Every line of the material below must be repeated exactly.

-----

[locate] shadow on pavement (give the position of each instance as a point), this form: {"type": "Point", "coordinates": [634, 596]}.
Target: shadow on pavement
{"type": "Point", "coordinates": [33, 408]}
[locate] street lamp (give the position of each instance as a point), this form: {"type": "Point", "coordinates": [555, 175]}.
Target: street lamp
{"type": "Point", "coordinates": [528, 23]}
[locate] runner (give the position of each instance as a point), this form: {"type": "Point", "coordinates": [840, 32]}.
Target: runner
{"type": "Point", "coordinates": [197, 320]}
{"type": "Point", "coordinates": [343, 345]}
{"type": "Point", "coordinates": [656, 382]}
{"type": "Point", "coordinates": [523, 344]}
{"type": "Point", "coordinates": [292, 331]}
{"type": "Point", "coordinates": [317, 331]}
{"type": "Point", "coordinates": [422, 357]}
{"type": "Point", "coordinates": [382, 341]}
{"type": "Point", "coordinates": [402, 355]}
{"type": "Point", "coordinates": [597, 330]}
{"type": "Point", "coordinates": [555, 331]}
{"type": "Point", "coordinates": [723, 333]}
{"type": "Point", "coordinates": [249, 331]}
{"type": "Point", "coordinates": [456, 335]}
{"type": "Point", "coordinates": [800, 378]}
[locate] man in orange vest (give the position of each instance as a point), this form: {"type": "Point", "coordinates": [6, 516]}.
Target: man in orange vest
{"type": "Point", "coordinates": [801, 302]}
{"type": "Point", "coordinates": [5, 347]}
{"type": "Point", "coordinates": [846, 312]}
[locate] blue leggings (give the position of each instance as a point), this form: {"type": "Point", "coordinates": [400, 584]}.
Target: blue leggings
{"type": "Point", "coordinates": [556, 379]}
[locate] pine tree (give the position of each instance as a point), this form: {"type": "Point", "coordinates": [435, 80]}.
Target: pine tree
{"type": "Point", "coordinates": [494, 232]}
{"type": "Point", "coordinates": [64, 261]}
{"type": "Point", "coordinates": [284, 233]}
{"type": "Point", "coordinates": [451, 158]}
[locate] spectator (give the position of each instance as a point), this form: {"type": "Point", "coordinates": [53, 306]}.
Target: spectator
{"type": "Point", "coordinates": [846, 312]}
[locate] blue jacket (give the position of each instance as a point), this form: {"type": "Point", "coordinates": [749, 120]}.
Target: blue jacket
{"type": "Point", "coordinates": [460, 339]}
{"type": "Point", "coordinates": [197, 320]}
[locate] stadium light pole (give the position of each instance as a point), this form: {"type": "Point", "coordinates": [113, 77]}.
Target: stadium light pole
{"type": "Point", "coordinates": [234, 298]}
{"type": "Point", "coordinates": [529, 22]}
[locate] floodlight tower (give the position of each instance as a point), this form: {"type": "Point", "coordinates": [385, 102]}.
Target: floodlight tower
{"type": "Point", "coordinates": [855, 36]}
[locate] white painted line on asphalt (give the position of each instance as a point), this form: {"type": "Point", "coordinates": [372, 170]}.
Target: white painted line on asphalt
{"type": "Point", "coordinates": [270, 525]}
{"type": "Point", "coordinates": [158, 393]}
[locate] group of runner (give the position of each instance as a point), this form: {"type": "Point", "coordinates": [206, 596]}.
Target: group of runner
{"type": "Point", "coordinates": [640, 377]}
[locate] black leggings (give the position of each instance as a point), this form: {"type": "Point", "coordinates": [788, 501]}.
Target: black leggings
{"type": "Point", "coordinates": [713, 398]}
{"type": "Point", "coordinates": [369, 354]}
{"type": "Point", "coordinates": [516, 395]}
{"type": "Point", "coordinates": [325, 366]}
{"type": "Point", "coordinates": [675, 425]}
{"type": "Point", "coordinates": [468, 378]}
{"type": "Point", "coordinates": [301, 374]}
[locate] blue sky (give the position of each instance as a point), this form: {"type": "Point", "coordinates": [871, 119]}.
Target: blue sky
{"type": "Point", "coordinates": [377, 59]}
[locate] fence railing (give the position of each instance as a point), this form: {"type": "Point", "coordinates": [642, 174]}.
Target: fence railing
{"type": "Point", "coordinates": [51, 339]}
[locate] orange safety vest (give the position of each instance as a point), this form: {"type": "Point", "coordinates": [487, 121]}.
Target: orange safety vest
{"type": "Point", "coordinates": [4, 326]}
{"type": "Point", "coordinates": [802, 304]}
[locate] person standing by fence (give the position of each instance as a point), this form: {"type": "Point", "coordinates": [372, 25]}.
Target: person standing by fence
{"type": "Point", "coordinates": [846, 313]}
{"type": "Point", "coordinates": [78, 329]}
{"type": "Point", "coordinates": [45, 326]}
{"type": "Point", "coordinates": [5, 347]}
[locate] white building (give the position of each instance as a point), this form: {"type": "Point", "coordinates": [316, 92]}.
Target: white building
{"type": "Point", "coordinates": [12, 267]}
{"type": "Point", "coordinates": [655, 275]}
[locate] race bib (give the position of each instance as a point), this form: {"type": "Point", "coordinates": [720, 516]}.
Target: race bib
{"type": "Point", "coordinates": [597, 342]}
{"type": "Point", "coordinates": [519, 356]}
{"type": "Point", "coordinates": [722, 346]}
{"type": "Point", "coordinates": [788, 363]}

-----

» Written answer:
[locate] shadow on pavement (give the position of each instance as a point), this form: {"type": "Point", "coordinates": [634, 596]}.
Target: shadow on pavement
{"type": "Point", "coordinates": [33, 408]}
[locate] street lamp (give the position of each instance as a point), this form: {"type": "Point", "coordinates": [555, 175]}.
Target: street lamp
{"type": "Point", "coordinates": [528, 23]}
[locate] runner (give the position of each instance as a point), this form: {"type": "Point", "coordinates": [840, 32]}.
Target: runner
{"type": "Point", "coordinates": [197, 320]}
{"type": "Point", "coordinates": [343, 345]}
{"type": "Point", "coordinates": [656, 382]}
{"type": "Point", "coordinates": [523, 344]}
{"type": "Point", "coordinates": [292, 331]}
{"type": "Point", "coordinates": [317, 331]}
{"type": "Point", "coordinates": [422, 357]}
{"type": "Point", "coordinates": [382, 341]}
{"type": "Point", "coordinates": [402, 355]}
{"type": "Point", "coordinates": [597, 330]}
{"type": "Point", "coordinates": [555, 331]}
{"type": "Point", "coordinates": [723, 333]}
{"type": "Point", "coordinates": [249, 331]}
{"type": "Point", "coordinates": [456, 335]}
{"type": "Point", "coordinates": [800, 378]}
[locate] man in orange vest (give the position of each instance as a point), this form: {"type": "Point", "coordinates": [6, 516]}.
Target: man in orange vest
{"type": "Point", "coordinates": [801, 302]}
{"type": "Point", "coordinates": [5, 347]}
{"type": "Point", "coordinates": [846, 312]}
[locate] blue leggings (give the position of each instance as a point), this form: {"type": "Point", "coordinates": [400, 584]}.
Target: blue leggings
{"type": "Point", "coordinates": [556, 379]}
[locate] pine tree (give the position of each instance as a point), this form: {"type": "Point", "coordinates": [435, 80]}.
Target: pine tree
{"type": "Point", "coordinates": [494, 232]}
{"type": "Point", "coordinates": [64, 261]}
{"type": "Point", "coordinates": [284, 233]}
{"type": "Point", "coordinates": [451, 158]}
[locate] spectator (give the position of each instance as a point), this form: {"type": "Point", "coordinates": [53, 306]}.
Target: spectator
{"type": "Point", "coordinates": [846, 312]}
[locate] blue jacket (give the position of each instance as a point), this form: {"type": "Point", "coordinates": [749, 120]}.
Target: blue jacket
{"type": "Point", "coordinates": [460, 339]}
{"type": "Point", "coordinates": [197, 320]}
[locate] stadium light pole (give the position of each instance as a point), this form: {"type": "Point", "coordinates": [113, 77]}.
Target: stadium light pole
{"type": "Point", "coordinates": [234, 298]}
{"type": "Point", "coordinates": [529, 22]}
[locate] floodlight tower (give the position of each instance as a point), this form: {"type": "Point", "coordinates": [385, 102]}.
Target: floodlight tower
{"type": "Point", "coordinates": [855, 36]}
[locate] white painted line on asphalt (give the position of each instance as a point), this form: {"type": "Point", "coordinates": [372, 170]}.
Target: white painted line on asphalt
{"type": "Point", "coordinates": [270, 525]}
{"type": "Point", "coordinates": [158, 393]}
[locate] group of runner (give the position of each instance as a point), this form: {"type": "Point", "coordinates": [206, 596]}.
Target: group of runner
{"type": "Point", "coordinates": [640, 377]}
[locate] black leggings (give the position of each instance as a point), this form: {"type": "Point", "coordinates": [788, 501]}.
Target: black leggings
{"type": "Point", "coordinates": [713, 398]}
{"type": "Point", "coordinates": [369, 354]}
{"type": "Point", "coordinates": [516, 395]}
{"type": "Point", "coordinates": [325, 366]}
{"type": "Point", "coordinates": [675, 425]}
{"type": "Point", "coordinates": [468, 378]}
{"type": "Point", "coordinates": [301, 374]}
[locate] blue sky (give the position of each instance as a point), this form: {"type": "Point", "coordinates": [871, 119]}.
Target: blue sky
{"type": "Point", "coordinates": [377, 59]}
[locate] fence railing (give the position of each instance as a point), this form: {"type": "Point", "coordinates": [642, 174]}.
Target: fence railing
{"type": "Point", "coordinates": [51, 339]}
[locate] orange safety vest (give the position of each instance as a point), this form: {"type": "Point", "coordinates": [487, 121]}.
Target: orange safety vest
{"type": "Point", "coordinates": [4, 326]}
{"type": "Point", "coordinates": [802, 304]}
[locate] person standing by fence (give the position of each instance as a point), this form: {"type": "Point", "coordinates": [372, 25]}.
Target: person standing by fence
{"type": "Point", "coordinates": [846, 313]}
{"type": "Point", "coordinates": [78, 329]}
{"type": "Point", "coordinates": [45, 326]}
{"type": "Point", "coordinates": [5, 347]}
[locate] white building (give the position of each instance as a point), this form: {"type": "Point", "coordinates": [316, 92]}.
Target: white building
{"type": "Point", "coordinates": [12, 267]}
{"type": "Point", "coordinates": [655, 275]}
[locate] race bib (give the position of each instance as a point), this form: {"type": "Point", "coordinates": [720, 516]}.
Target: race bib
{"type": "Point", "coordinates": [597, 342]}
{"type": "Point", "coordinates": [519, 356]}
{"type": "Point", "coordinates": [722, 346]}
{"type": "Point", "coordinates": [788, 363]}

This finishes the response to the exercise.